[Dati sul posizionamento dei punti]
----

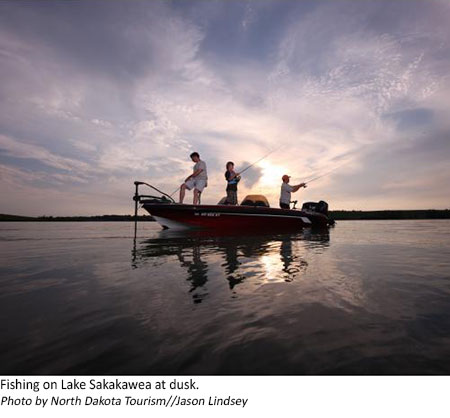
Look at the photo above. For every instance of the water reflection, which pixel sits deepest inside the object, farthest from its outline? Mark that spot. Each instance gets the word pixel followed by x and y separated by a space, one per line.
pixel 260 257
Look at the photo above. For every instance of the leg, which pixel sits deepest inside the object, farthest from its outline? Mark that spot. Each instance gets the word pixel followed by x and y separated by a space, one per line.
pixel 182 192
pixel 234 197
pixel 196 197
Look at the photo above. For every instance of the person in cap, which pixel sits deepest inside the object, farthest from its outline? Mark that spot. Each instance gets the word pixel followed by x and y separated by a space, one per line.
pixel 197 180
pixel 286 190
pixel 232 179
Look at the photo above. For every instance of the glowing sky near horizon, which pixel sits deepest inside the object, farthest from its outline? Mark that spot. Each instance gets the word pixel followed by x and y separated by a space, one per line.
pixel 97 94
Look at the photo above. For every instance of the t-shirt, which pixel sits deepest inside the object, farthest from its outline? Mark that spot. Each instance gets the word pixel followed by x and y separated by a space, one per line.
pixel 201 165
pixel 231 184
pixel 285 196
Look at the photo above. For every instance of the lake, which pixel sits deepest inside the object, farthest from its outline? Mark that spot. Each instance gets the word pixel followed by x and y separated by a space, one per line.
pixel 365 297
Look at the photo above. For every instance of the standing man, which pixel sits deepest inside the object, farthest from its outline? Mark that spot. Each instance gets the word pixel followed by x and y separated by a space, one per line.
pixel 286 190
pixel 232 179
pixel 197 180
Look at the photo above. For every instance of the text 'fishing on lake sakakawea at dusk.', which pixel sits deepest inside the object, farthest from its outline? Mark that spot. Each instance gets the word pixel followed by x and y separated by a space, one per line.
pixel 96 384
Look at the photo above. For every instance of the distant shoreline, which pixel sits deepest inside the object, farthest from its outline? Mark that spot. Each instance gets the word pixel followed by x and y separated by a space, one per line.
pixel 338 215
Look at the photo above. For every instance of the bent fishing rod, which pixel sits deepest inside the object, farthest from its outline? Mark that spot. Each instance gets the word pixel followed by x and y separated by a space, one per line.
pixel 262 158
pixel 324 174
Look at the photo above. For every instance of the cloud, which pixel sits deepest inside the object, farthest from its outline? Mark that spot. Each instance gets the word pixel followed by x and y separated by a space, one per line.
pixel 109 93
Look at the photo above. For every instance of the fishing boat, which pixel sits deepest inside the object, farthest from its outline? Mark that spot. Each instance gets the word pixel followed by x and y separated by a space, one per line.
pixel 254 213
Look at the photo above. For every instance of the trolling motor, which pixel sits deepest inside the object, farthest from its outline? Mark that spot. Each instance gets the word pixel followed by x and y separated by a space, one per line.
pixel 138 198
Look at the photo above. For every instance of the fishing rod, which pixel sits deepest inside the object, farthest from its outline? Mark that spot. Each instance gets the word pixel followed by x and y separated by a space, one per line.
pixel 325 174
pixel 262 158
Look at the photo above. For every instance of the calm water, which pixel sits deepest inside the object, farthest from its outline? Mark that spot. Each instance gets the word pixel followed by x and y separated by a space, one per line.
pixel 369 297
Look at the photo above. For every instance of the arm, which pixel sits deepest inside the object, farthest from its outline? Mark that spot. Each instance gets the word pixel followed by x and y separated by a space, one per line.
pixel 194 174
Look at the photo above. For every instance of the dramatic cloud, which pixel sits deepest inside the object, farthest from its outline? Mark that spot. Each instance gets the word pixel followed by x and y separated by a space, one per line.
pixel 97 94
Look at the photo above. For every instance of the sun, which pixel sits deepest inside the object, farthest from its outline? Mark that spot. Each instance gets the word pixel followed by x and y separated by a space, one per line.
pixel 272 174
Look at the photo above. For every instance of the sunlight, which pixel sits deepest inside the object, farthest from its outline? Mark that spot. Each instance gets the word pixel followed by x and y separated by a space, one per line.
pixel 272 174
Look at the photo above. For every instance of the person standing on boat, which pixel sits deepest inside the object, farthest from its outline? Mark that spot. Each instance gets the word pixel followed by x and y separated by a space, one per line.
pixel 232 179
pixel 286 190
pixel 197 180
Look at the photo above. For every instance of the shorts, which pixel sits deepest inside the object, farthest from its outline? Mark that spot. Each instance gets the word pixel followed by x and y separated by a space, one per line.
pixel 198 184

----

# Compito breve
Riporta per intero le righe dell'elenco comprese tra quella che contiene "the shorts, which" e la fine dell'elenco, estremi inclusi, e sposta di -79 ogni coordinata presente nelle risposte.

# Risultato
Look at the photo above. For every instance of the shorts, which pixel sits deepest inside the object, farthest from its outline? Mark that spot. Each instance gets the word pixel followed by x and y separated by a space, one per line.
pixel 119 105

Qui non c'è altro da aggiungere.